* Task directions *
What lines below contain the string "white"? List them all.
--- Dataset content Enclosed Below ---
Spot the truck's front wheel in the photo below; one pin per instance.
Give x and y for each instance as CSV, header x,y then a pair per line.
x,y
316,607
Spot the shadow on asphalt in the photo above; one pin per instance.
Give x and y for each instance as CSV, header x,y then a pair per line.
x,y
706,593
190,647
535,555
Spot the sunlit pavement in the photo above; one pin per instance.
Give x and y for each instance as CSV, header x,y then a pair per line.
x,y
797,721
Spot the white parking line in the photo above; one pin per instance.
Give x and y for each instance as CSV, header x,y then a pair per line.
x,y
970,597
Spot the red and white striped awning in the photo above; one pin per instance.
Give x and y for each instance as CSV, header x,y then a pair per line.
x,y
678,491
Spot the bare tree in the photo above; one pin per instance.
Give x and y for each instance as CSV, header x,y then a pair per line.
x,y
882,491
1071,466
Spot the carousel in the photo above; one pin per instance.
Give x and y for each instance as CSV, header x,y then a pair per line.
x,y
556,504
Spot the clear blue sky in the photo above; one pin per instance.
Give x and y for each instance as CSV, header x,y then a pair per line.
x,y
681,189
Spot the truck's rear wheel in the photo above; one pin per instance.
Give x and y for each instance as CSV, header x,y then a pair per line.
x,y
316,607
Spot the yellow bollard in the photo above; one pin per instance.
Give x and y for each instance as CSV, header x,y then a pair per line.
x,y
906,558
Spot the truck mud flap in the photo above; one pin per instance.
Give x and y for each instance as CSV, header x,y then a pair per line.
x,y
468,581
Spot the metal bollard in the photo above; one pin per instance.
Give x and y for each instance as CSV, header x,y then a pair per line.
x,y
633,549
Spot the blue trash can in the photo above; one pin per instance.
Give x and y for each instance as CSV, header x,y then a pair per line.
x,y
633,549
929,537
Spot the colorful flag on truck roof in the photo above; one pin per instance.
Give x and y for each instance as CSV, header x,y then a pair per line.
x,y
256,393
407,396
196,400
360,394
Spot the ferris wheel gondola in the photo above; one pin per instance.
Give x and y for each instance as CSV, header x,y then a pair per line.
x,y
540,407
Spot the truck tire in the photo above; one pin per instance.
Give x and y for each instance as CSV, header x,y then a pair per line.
--- End of Enclosed Dataset content ---
* Written response *
Spot the white parking line in the photo above; one pin per instance.
Spot the red and white striped awning in the photo above; one pin per instance.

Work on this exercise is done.